*PAGE EXCERPT*.
━━━━━━━━━━━━━━━━━━━━━━━━━━━━━━

Off-Balance Sheet Financing—Synthetic Lease Arrangement

The Lease covering our Foster City office facility located at 303 Velocity Way, Foster City, California, was terminated on November 1, 2012 in conjunction with the sale of building and land to Gilead. The Lease provided a cost effective means of providing adequate office space for our corporate offices and was scheduled to expire by its terms in July 2014. The Lease included an option allowing us to purchase the facility during or at the end of the lease term for the amount that the lessor paid for the facility ($56.9 million). The funds pledged under the Lease were in LIBOR-based interest bearing accounts, which were restricted as to withdrawal at all times.

On November 1, 2012, we sold the 294,000 square foot 303 Velocity Way building, along with approximately four acres of land and certain other assets related to the property, for $179.7 million. We exercised our purchase option with respect to the Lease in connection with the sale of the building and land and terminated the corresponding Lease. We continued to use the facility until October 31, 2013 while we located, purchased, and completed building improvements in the new corporate headquarters facility in Fremont, California. Rent was not required to be paid to Gilead for our use of the Foster City facility during this period. This constituted a form of continuing involvement that prevented gain recognition. Until we vacated the building, the proceeds from the sale were accounted for as deferred proceeds from property transaction on our Consolidated Balance Sheet, which was $180.2 million on December 31, 2012, including imputed interest costs. The $56.9 million of previously pledged funds were classified as land, buildings, and improvements within property and equipment, net, in the Consolidated Balance Sheet as of December 31, 2012.

━━━━━━━━━━━━━━━━━━━━━━━━━━━━━━

*GOAL*.
Please write out the synthetic lease passage again, beginning at the words "The Lease covering" and stopping after "at all times.", with "San Mateo" swapped in for "Foster City".

━━━━━━━━━━━━━━━━━━━━━━━━━━━━━━

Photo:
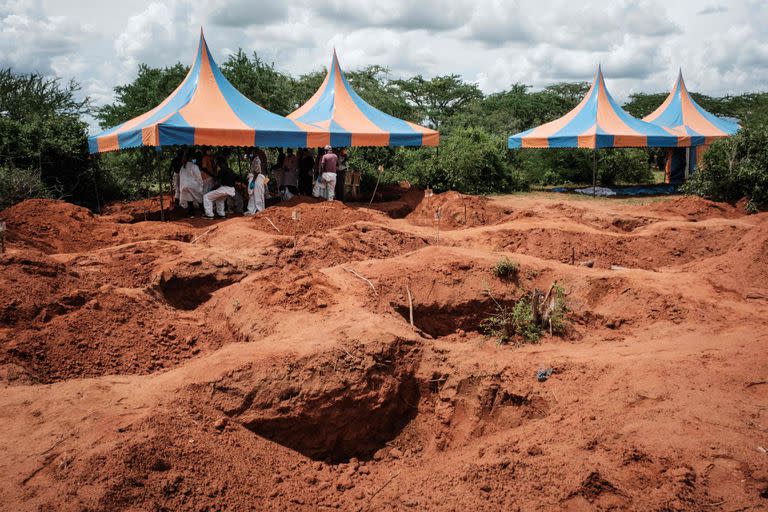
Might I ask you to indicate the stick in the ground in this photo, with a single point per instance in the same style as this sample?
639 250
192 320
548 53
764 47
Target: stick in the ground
198 237
363 278
382 487
410 304
273 224
378 178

━━━━━━━━━━━━━━━━━━━━━━━━━━━━━━

*SOLUTION TO THE EXERCISE*.
The Lease covering our San Mateo office facility located at 303 Velocity Way, San Mateo, California, was terminated on November 1, 2012 in conjunction with the sale of building and land to Gilead. The Lease provided a cost effective means of providing adequate office space for our corporate offices and was scheduled to expire by its terms in July 2014. The Lease included an option allowing us to purchase the facility during or at the end of the lease term for the amount that the lessor paid for the facility ($56.9 million). The funds pledged under the Lease were in LIBOR-based interest bearing accounts, which were restricted as to withdrawal at all times.